begin GIVEN RECORDS

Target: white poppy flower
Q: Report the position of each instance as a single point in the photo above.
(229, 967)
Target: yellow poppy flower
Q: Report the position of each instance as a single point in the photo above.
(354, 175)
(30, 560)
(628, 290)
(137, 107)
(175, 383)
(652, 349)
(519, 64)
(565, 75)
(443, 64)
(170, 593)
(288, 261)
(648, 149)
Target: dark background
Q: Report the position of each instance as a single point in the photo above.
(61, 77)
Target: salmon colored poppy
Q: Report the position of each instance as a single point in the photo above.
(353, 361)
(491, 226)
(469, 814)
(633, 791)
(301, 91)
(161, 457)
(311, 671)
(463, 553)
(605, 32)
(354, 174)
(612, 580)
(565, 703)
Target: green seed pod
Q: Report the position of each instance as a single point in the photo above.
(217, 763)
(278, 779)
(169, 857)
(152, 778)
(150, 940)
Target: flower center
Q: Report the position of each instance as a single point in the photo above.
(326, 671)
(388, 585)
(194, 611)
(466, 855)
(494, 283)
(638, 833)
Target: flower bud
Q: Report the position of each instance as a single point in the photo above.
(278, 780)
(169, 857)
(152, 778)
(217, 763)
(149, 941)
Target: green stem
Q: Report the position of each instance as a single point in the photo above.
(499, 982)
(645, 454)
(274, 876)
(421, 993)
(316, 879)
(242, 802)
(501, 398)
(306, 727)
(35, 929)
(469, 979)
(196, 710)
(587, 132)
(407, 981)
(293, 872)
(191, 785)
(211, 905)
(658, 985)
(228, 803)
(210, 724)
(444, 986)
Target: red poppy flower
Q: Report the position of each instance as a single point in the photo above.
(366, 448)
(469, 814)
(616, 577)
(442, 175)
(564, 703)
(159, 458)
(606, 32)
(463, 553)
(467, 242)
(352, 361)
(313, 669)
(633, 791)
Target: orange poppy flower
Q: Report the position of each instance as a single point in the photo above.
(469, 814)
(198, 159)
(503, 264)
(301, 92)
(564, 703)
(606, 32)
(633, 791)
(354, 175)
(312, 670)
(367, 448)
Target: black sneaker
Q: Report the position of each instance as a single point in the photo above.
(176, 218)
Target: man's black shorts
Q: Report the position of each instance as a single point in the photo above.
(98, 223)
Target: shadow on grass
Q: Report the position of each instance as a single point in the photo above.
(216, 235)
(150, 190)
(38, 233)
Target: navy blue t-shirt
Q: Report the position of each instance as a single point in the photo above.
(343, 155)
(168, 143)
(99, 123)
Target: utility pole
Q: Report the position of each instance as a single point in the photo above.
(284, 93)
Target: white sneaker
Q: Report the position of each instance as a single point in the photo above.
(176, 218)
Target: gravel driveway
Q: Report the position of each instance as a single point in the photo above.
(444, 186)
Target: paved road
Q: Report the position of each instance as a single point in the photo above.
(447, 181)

end GIVEN RECORDS

WHAT THE EXERCISE ASKS: Give every line from the one containing "Target: utility pole" down to the last line of the entries, both included, as a JSON list of strings with one string per line and no blank lines.

FINAL RESULT:
[
  "Target: utility pole",
  "Q: Report the position of each instance as a single point in the photo above.",
  "(284, 93)",
  "Target: white sneaker",
  "Q: Report the position of each instance as a single point in the photo above.",
  "(176, 218)",
  "Target: gravel driveway",
  "Q: Report the position of each instance as a single point in the photo above.",
  "(444, 186)",
  "Target: paved road",
  "Q: Report the position of each instance as a single point in the photo above.",
  "(447, 181)"
]